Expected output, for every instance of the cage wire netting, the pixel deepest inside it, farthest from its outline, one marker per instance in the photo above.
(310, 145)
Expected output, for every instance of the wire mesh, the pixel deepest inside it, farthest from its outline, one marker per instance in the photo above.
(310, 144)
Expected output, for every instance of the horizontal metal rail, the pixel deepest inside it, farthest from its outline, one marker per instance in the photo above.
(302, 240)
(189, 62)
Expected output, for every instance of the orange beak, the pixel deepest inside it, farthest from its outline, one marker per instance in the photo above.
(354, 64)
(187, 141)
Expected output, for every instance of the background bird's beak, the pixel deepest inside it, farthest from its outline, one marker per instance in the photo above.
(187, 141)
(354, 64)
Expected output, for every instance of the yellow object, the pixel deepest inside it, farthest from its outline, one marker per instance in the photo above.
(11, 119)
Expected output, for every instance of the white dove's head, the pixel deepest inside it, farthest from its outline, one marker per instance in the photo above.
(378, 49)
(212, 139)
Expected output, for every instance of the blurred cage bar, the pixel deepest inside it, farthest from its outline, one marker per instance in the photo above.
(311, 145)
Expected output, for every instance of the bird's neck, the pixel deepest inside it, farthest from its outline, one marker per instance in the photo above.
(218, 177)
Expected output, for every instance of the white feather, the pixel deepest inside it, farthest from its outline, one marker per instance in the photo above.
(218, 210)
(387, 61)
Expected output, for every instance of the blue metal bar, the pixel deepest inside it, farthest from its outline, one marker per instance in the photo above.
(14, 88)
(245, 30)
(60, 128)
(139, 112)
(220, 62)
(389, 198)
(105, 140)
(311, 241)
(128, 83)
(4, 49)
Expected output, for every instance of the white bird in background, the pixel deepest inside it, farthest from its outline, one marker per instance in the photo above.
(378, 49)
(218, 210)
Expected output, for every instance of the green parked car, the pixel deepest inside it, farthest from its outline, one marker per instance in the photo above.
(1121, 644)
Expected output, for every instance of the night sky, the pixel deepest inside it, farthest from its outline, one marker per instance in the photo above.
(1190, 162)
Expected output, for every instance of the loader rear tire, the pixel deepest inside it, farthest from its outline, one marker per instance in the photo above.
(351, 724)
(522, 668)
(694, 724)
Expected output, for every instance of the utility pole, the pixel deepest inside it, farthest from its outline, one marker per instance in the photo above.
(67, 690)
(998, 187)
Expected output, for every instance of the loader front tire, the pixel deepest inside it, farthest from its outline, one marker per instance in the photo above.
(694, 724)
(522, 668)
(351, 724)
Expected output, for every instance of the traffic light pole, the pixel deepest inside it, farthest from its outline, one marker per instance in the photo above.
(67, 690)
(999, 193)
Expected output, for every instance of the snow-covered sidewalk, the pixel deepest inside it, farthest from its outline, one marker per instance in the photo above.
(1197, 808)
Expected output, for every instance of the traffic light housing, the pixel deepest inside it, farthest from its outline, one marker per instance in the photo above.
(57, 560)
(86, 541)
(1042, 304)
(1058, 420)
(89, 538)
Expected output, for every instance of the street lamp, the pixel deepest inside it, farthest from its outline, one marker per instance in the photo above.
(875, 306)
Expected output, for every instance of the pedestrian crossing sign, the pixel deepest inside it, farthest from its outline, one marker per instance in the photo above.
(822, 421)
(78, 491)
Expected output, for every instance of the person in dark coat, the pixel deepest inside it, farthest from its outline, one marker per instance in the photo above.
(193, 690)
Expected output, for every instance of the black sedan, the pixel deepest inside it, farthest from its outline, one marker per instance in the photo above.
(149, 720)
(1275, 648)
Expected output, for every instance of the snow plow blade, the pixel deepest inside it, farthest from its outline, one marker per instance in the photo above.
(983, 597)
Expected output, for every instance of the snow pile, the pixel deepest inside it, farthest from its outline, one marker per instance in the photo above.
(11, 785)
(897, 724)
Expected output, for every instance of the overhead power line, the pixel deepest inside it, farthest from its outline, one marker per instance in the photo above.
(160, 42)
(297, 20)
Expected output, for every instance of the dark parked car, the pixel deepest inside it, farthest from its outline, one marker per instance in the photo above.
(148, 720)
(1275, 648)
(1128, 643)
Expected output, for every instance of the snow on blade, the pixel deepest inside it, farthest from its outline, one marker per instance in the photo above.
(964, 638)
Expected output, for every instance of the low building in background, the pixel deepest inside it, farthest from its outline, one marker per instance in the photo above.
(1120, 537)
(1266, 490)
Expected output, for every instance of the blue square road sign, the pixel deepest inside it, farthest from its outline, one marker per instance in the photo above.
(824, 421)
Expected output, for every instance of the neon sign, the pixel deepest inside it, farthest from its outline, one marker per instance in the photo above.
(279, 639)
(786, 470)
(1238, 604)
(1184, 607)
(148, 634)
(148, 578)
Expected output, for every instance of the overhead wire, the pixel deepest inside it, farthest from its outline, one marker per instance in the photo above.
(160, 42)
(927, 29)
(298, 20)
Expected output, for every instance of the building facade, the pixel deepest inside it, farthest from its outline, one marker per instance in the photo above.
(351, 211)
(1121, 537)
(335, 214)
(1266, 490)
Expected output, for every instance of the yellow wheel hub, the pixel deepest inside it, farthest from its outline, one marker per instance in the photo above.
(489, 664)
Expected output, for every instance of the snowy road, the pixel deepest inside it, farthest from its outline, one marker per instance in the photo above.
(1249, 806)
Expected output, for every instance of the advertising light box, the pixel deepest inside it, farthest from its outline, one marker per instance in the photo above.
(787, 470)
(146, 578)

- - - -

# Work instruction
Quote exactly the line containing "Expected output, for every instance of the snowy" and every later line through the end of the listing, and no other lines.

# Solution to this exercise
Expected output, for every instance of the snowy road, the pixel deepest inside it, farthest from its outline, one marker per instance in the photo above.
(1249, 806)
Expected output, for every instance of the advertising light box, the pixel deepest inside it, farthest from its outline, one marker per instance in the photo above.
(787, 470)
(146, 578)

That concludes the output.